__VORLIEGENDER TEXTAUSZUG__

III. Die Duldungspflicht der eigenen Tötung als logische und zugleich sinnvolle Konsequenz aus Notwehrkonzeption und der Konzeption des ETIs

Das gefundene Ergebnis erscheint zunächst befremdlich. Der folgende Abschnitt soll es jedoch ausgehend von Literaturvorschlägen zur Verteilung des Irrtumsrisikos (1.) plausibilisieren (2.).

Vorangestellt sei jedoch, dass der Eindruck der Befremdlichkeit wohl jeder möglichen Falllösung anhaftete: Es wäre wohl kaum weniger kontraintuitiv, wenn der unvermeidbar Irrende, der lobenswerte Motive verfolgt, gerechtfertigt getötet werden dürfte. Mit Zippelius[9] kann man von einer Situation rechtsethischer Ratlosigkeit sprechen. Wenn alle möglichen Ergebnisse unbefriedigend oder ungerecht wirken, kann nicht ein wie auch immer zu definierendes Rechtsempfinden, sondern lediglich eine rational aus dem System ableitbare Begründung den Ausschlag geben.[10]

1. Literaturvorschläge zur Verteilung des Irrtumsrisikos

Als relativ umfangreich erforscht kann der Bereich der zurechenbaren Hervorrufung eines ETIs gelten, beispielsweise im Fall der Bedrohung mit einer Scheinwaffe. Die Diskussion geht in diesem Zusammenhang regelmäßig auch auf die Verteilung des Irrtumsrisikos zwischen den Beteiligten ein. Die folgende Darstellung berücksichtigt ohne Anspruch auf Vollständigkeit solche Ideen und Konzepte, die auch für die Frage des Irrtumsrisikos bei einer nicht zurechen-

baren Auslösung des Irrtums fruchtbar gemacht werden können. Daher bleibt die Ansicht, die bei Angriffen mit Scheinwaffen mit der Willensfreiheit als ex post bedrohtes Rechtsgut ein Notwehrrecht konstruiert,[11] außen vor.

__BEREITGESTELLTES MATERIAL__
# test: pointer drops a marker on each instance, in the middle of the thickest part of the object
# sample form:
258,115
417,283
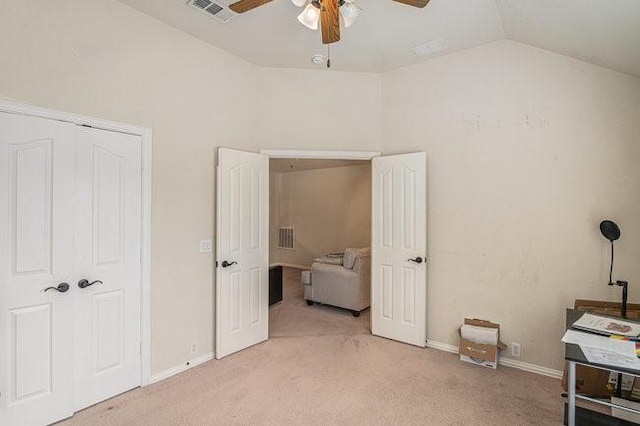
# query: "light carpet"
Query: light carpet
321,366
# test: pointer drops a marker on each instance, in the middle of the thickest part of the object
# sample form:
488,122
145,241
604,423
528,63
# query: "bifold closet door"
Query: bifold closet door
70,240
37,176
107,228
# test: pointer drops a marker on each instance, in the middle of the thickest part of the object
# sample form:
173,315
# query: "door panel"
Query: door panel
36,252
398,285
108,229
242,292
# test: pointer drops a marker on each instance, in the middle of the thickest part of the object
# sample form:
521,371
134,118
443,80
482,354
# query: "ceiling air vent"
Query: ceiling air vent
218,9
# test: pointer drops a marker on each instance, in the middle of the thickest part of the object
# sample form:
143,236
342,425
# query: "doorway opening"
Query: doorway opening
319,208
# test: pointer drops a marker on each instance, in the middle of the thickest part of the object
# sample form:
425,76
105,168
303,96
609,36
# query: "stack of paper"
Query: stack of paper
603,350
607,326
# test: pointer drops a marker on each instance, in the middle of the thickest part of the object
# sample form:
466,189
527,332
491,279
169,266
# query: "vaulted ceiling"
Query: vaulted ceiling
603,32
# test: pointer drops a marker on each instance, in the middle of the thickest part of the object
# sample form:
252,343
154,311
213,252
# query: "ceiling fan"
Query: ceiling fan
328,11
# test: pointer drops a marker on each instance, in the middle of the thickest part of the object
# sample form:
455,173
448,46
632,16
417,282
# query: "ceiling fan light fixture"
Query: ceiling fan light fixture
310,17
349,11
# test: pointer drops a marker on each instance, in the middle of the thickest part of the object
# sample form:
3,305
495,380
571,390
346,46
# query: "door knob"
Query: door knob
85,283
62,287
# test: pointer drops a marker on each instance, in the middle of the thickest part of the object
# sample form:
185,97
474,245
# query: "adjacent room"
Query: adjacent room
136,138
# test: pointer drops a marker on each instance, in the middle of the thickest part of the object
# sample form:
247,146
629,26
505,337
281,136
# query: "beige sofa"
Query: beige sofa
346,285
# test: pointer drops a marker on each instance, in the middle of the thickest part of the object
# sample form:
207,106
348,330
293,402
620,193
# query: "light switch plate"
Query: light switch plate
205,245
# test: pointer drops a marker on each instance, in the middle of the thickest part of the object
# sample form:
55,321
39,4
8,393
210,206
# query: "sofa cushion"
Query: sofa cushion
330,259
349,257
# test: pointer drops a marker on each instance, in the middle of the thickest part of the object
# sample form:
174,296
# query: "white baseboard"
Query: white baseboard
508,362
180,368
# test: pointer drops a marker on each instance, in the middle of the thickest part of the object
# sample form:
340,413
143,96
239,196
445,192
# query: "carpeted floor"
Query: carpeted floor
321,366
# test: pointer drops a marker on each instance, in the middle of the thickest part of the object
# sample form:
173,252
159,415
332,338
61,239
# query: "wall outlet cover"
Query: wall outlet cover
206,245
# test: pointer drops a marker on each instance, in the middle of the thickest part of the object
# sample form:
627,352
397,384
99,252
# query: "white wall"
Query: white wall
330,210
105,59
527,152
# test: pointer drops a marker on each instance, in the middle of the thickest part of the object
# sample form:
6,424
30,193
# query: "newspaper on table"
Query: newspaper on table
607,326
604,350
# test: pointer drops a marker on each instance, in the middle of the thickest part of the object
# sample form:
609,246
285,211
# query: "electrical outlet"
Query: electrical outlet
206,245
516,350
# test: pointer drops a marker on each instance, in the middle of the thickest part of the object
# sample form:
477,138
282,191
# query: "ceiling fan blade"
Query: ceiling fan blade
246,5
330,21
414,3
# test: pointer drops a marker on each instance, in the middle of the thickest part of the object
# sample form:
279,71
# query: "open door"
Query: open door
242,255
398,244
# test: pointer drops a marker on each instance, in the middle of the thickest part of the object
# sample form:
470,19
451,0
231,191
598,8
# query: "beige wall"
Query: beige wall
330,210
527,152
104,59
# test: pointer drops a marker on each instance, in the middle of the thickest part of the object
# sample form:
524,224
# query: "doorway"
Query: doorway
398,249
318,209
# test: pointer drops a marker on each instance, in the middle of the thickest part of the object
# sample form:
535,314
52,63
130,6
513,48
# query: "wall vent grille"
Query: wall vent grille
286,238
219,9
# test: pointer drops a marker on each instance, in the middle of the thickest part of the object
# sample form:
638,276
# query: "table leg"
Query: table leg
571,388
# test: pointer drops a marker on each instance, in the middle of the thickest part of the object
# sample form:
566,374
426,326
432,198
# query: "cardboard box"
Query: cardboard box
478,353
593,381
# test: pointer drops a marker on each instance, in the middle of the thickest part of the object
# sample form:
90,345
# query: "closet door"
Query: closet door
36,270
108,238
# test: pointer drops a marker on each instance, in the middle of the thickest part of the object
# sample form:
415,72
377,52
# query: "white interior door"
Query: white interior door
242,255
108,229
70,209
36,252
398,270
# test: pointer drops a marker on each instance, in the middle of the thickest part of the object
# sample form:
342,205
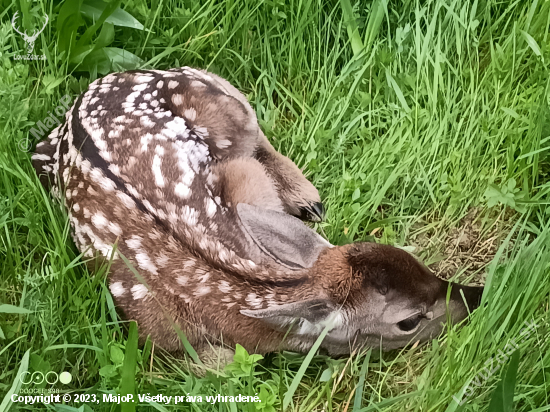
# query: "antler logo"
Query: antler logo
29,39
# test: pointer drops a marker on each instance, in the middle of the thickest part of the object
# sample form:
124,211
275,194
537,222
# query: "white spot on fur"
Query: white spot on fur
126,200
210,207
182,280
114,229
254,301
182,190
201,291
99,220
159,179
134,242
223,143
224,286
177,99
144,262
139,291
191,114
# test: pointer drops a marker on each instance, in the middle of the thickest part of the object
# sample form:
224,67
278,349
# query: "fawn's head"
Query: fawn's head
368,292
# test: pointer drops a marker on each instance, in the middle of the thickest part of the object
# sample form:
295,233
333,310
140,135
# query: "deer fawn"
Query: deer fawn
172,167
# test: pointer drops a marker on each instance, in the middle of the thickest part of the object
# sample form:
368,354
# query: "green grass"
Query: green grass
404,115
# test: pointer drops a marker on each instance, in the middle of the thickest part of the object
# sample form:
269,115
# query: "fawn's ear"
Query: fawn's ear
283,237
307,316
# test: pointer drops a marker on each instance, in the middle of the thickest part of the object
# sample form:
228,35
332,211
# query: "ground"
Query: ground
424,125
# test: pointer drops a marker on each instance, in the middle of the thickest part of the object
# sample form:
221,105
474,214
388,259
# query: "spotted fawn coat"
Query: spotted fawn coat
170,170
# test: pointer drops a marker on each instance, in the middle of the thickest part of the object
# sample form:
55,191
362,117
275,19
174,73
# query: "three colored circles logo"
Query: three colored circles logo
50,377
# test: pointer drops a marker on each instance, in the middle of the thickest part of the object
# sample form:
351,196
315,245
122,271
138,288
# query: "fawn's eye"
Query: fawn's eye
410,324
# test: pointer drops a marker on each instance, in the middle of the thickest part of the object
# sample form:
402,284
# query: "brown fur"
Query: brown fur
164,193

__AUFGABENSTELLUNG__
Beantworten Sie anhand des Textauszugs zur Duldungspflicht der eigenen Tötung:
1. Unter Berufung auf wen lässt sich von einer Situation rechtsethischer Ratlosigkeit sprechen?
2. Welches Beispiel wird für die zurechenbare Hervorrufung eines ETIs genannt?
3. Was kann den Ausschlag geben, wenn alle möglichen Ergebnisse unbefriedigend oder ungerecht wirken?
Das Material ist hierfür ohne Belang.

__ERGEBNIS__
1. Zippelius
2. Die Bedrohung mit einer Scheinwaffe
3. Lediglich eine rational aus dem System ableitbare Begründung